Texto fornecido:

1. Alberto Caeiro (1889-1915) — «O Guardador de Rebanhos» e outros poemas e fragmentos.
2. Ricardo Reis: «Odes».
3. António Mora: «Alberto Caeiro e a renovação do paganismo».
4. Álvaro de Campos: «Arco de Triunfo», Poemas.
5. Vicente Guedes: «Livro do Desassossego».

A atitude que deveis tomar para com estes livros publicados é a de quem não tivesse dado esta explicação, e os houvesse lido, tendo-os comprado, um a um, de cima das mesas de uma livraria. Outra não deve ser a condição mental de quem lê. Quando ledes Hamlet, não começais por estabelecer bem no vosso espírito que aquele enredo nunca foi real. Envenenaríeis com isso o vosso próprio prazer, que nessa leitura buscais. Quem lê deixa de viver. Fazei agora por que o façais. Deixai de viver, e lede. O que é a vida?
Mas aqui, mais intensamente que no caso da obra dramática de um poeta, tendes que contar com o relevo real do autor suposto. Não vos assiste o direito de acreditar na minha explicação. Deveis supor, logo ela lida, que menti; que ides ler obras de diversos poetas, ou de escritores diversos, e que através delas podeis colher emoções ou ensinamentos deles, em que eu, salvo como publicador, não estou nem colaboro. Quem vos diz que esta atitude não seja, no fim, a mais justamente conforme com a ignorada realidade das coisas?

[Entradas de dados extraídas]
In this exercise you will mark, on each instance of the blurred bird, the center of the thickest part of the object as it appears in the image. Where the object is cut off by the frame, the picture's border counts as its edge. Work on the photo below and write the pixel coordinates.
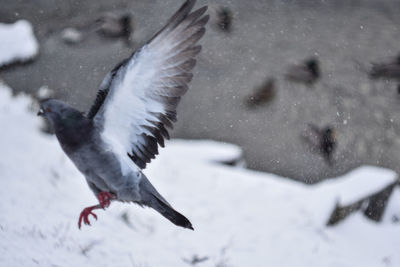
(115, 26)
(135, 105)
(307, 72)
(262, 95)
(386, 70)
(224, 19)
(323, 141)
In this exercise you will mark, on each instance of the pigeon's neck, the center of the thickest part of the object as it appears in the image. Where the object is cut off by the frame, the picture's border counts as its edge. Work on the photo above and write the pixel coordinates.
(73, 131)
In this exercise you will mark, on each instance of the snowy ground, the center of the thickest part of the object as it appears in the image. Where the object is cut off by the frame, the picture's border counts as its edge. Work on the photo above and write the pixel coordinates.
(267, 37)
(241, 217)
(18, 42)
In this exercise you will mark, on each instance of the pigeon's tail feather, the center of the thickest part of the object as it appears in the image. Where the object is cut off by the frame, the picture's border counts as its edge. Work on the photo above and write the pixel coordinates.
(153, 199)
(171, 214)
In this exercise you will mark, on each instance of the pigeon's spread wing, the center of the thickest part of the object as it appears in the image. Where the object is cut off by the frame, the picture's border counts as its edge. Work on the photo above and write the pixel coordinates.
(137, 100)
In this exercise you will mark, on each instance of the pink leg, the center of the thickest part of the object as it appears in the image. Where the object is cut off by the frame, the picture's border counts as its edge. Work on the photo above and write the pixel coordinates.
(85, 215)
(104, 201)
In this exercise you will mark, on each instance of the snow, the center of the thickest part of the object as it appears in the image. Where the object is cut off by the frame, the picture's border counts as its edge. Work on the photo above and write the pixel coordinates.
(18, 42)
(241, 217)
(360, 183)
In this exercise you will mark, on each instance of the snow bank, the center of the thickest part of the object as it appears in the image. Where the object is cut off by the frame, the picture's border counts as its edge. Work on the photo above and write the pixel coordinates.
(18, 42)
(241, 217)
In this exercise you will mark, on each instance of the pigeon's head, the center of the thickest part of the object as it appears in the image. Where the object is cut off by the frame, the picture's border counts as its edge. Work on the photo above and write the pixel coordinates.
(58, 113)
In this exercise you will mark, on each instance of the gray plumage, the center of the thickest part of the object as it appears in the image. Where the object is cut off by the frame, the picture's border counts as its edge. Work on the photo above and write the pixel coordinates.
(135, 105)
(307, 72)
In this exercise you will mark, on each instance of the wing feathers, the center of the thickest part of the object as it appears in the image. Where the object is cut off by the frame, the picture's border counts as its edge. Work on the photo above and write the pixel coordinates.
(143, 92)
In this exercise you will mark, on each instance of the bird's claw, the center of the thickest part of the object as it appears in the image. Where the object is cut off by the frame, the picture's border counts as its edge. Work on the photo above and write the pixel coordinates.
(105, 199)
(85, 216)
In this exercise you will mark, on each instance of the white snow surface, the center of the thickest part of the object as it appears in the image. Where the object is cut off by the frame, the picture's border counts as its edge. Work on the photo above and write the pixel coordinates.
(18, 42)
(241, 217)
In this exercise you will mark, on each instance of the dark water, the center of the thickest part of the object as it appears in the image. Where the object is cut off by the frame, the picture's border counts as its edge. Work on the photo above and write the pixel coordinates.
(267, 36)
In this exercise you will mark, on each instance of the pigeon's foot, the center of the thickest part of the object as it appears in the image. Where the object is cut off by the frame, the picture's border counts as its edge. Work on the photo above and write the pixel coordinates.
(105, 199)
(85, 215)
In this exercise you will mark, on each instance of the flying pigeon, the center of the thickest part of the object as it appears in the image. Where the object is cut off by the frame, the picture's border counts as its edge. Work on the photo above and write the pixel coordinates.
(135, 105)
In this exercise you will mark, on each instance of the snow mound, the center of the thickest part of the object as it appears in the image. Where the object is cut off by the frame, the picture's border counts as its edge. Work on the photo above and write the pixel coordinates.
(241, 217)
(359, 184)
(18, 42)
(206, 151)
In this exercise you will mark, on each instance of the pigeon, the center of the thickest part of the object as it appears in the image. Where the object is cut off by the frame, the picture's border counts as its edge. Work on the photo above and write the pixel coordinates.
(224, 19)
(262, 95)
(307, 72)
(114, 141)
(386, 70)
(323, 141)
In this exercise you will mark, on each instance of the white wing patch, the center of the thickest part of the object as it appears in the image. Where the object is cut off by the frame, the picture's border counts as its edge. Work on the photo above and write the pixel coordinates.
(143, 95)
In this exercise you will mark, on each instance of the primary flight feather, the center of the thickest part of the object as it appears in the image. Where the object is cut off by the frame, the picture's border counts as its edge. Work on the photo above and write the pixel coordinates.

Tarefa:
Devolve integralmente o texto fornecido acima, sem qualquer alteração.

Resposta esperada:
1. Alberto Caeiro (1889-1915) — «O Guardador de Rebanhos» e outros poemas e fragmentos.
2. Ricardo Reis: «Odes».
3. António Mora: «Alberto Caeiro e a renovação do paganismo».
4. Álvaro de Campos: «Arco de Triunfo», Poemas.
5. Vicente Guedes: «Livro do Desassossego».

A atitude que deveis tomar para com estes livros publicados é a de quem não tivesse dado esta explicação, e os houvesse lido, tendo-os comprado, um a um, de cima das mesas de uma livraria. Outra não deve ser a condição mental de quem lê. Quando ledes Hamlet, não começais por estabelecer bem no vosso espírito que aquele enredo nunca foi real. Envenenaríeis com isso o vosso próprio prazer, que nessa leitura buscais. Quem lê deixa de viver. Fazei agora por que o façais. Deixai de viver, e lede. O que é a vida?
Mas aqui, mais intensamente que no caso da obra dramática de um poeta, tendes que contar com o relevo real do autor suposto. Não vos assiste o direito de acreditar na minha explicação. Deveis supor, logo ela lida, que menti; que ides ler obras de diversos poetas, ou de escritores diversos, e que através delas podeis colher emoções ou ensinamentos deles, em que eu, salvo como publicador, não estou nem colaboro. Quem vos diz que esta atitude não seja, no fim, a mais justamente conforme com a ignorada realidade das coisas?